__TASK INSTRUCTIONS__. Return every line of the data below exactly, but do not include the images.
*** PROVIDED RECORDS ***
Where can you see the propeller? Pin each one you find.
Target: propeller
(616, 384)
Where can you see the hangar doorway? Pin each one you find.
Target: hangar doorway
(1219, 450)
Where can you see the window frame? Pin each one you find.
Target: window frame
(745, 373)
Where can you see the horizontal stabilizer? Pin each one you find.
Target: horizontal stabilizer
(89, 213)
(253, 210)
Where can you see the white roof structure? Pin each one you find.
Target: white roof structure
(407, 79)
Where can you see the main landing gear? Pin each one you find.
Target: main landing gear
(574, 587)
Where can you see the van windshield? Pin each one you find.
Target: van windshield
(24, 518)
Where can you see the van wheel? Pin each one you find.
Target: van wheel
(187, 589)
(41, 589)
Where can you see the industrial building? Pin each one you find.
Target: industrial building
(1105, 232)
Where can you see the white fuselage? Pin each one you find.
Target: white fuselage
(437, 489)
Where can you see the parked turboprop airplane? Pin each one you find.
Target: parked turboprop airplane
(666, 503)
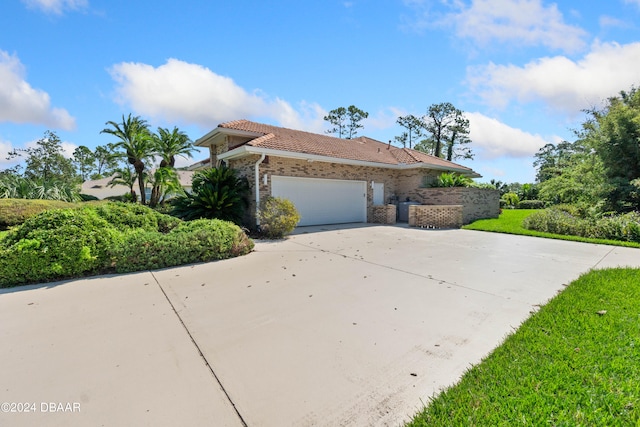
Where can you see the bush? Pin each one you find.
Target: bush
*** End of PROVIDED RECORDS ***
__SOLUTION__.
Where can you see the propeller? Pin each one you find.
Target: propeller
(616, 384)
Where can you see the hangar doorway? Pin each one you find.
Target: hangar doorway
(1219, 450)
Where can you see the window frame? Pin each one you find.
Target: window frame
(745, 373)
Where can you see the horizontal stabilizer? Pin each one you find.
Target: horizontal stabilizer
(89, 213)
(253, 210)
Where can you see the white roof structure? Pin each one you find.
Target: white roof structure
(407, 79)
Where can you see the main landing gear? Pin each one you find.
Target: main landing gear
(574, 587)
Where can you see the van windshield? Pin each one you find.
Target: van windshield
(24, 518)
Where can you see the van wheel? Pin each one you find.
Target: van wheel
(187, 589)
(41, 589)
Where can you see the industrial building? Pin each one you find.
Target: industrial building
(1105, 232)
Where can you see the white fuselage? Pin each one you find.
Target: white fuselage
(437, 489)
Where can you see the parked turboprop airplane? Pin each one you find.
Target: parked turboprop airplane
(666, 503)
Where can you see the bush? Pin each one you find.
Target: bush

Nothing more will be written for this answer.